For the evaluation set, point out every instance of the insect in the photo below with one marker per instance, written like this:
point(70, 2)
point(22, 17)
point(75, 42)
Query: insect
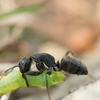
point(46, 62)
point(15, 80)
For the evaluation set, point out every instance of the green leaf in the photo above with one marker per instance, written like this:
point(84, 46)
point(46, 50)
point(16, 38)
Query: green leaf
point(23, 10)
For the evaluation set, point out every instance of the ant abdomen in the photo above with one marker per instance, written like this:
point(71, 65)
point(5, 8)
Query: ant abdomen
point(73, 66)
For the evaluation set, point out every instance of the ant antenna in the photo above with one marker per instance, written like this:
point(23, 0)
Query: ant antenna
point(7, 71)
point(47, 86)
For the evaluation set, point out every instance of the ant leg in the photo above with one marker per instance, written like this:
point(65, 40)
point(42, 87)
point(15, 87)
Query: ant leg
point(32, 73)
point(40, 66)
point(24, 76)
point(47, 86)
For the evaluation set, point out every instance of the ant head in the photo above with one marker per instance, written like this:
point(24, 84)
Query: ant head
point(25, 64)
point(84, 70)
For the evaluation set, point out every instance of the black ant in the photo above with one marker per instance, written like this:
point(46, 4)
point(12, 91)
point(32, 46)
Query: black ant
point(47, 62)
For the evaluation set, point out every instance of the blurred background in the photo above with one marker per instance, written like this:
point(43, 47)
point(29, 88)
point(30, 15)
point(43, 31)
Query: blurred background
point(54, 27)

_____

• TASK DETAILS
Change every "evaluation set" in the data above to "test set", and write out all of the data again with nothing else altered and the pictures left out.

• THE SOLUTION
For the test set, point out every instance of the insect in the photo below with one marker per instance, written like this:
point(70, 2)
point(22, 17)
point(75, 42)
Query: insect
point(46, 62)
point(15, 80)
For the test set, point out every instance of the green leaf in the photo above with one marker per instance, written like this:
point(84, 46)
point(46, 50)
point(16, 38)
Query: green leaf
point(23, 10)
For the test set, point out every instance of the ant abdomen in the photo above with one marker per instance, written like this:
point(71, 65)
point(5, 8)
Query: ant abdomen
point(73, 66)
For the test set, point out every instance of the ant antenna in the photo above with one marker per instance, written like this:
point(23, 0)
Query: ant antenna
point(7, 71)
point(47, 86)
For the test set, point out every instance of the ant leg in the photo above with one marker per instance, written like this:
point(65, 40)
point(42, 87)
point(15, 87)
Query: ant leg
point(32, 73)
point(40, 66)
point(24, 76)
point(47, 86)
For the test set, point out every instance of the ant head in the photo above with one marker per instance, written like this:
point(24, 84)
Query: ant head
point(25, 64)
point(84, 70)
For the test set, point out every instance of the black ant in the photo above with one marker per instance, written like this:
point(46, 4)
point(12, 91)
point(32, 46)
Query: black ant
point(47, 62)
For the test set, point out every instance of the blurred background in the photo above with one marker per instance, written like this:
point(43, 47)
point(29, 88)
point(30, 15)
point(43, 31)
Query: blurred background
point(54, 27)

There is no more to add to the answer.